### PROBLÈMES ET TÂCHES
• A. D'après l'entretien avec Project Pablo, sur quel label l'EP There's Always More At The Store est-il sorti ?
• B. Prolongez l'entretien avec Project Pablo à partir de sa dernière phrase, s'il vous plaît.

### TEXTE FOURNI
- - - - - - -

Le producteur Canadien Project Pablo nous avait tapé dans l’oeil il y a deux ans avec la sortie de ses EP Beaubien Dream et Priorities. Des mélodies douces et entraînantes sous fond de house minimaliste bien arrangée, tout y était pour convaincre. Début avril, il nous a régalé avec un nouvel EP, There’s Always More At The Store, signé sur Technicolour et riche en fluides, même si plus sombre et intriguant. Nous avons voulu en savoir un peu plus sur ce personnage discret et talentueux, qu’on ne manquera pas au festival La Chinerie à Lyon ce samedi 9 juin.

Quel était le premier contact que tu as eu avec la musique électronique ?

J’ai acheté un CD de la bande originale de Metropolis quand j’étais enfant. Mais je n’ai commencé à réellement produire qu’à mes 19 ans, quand mon pote Chester m’a montré comment utiliser Ableton. Ça sonnait bien, et puis j’écoutais beaucoup de musiques différentes à cette époque – vu que j’ai grandi en jouant des percussions et de la guitare, en jouant devant des feux de camp.

En connaisseur des instruments avant tout, comment t’es-tu senti attiré par Ableton ?

- - - - - - -

### DONNÉES FOURNIES

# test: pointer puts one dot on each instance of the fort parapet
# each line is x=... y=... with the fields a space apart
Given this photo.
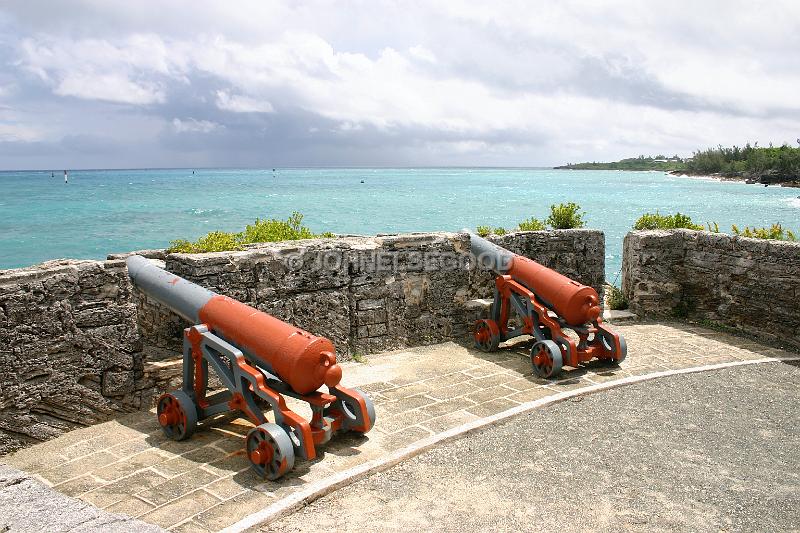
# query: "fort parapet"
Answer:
x=81 y=345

- - - - - - -

### ENSEMBLE DES RÉPONSES
• A. Sur Technicolour.

• B.
Quand je jouais des instruments j’ai toujours joué la musique des autres, je faisais des covers. Ableton m’a permis d’écrire ma propre musique. Je n’étais pas capable d’écrire mes propres partitions, c’est encore le cas maintenant d’ailleurs. Je ne peux pas chanter non plus, je n’utilise pas mes propres voix dans mes productions. C’était donc plus facile pour moi de jouer le travail des autres. Et puis grâce à Ableton, j’ai réalisé qu’il était possible de faire juste de la musique instrumentale. Je n’ai pas grandi dans une scène artistique, mais je peux faire de la musique, je l’ai apprise. J’ai juste compris les concepts généraux, donc avec ou sans cette connaissance des instruments, j’aurai fini au même point.

Je suis ravi d’avoir arrêté l’école de musique, je ne serai pas là à kiffer si j’avais continué.

Pourquoi être parti ?

Je voulais juste faire quelque chose de différent. Quand j’ai commencé à aller à l’école de musique, j’ai réalisé que cela ne me plaisait pas. J’avais besoin de changement. J’ai alors vécu à Vancouver pour mes études supérieures, j’y jouais de la trap dans les clubs commerciaux, des sets de 25 minutes avec 15 DJsur la timetable… je n’étais pas très intéressé par le reste. Puis j’ai changé du DJ de soirée à être un artiste qui produit. J’aime comme cette phrase sonne – c’est cheesy, cliché un peu, mais c’est ce qui s’est passé.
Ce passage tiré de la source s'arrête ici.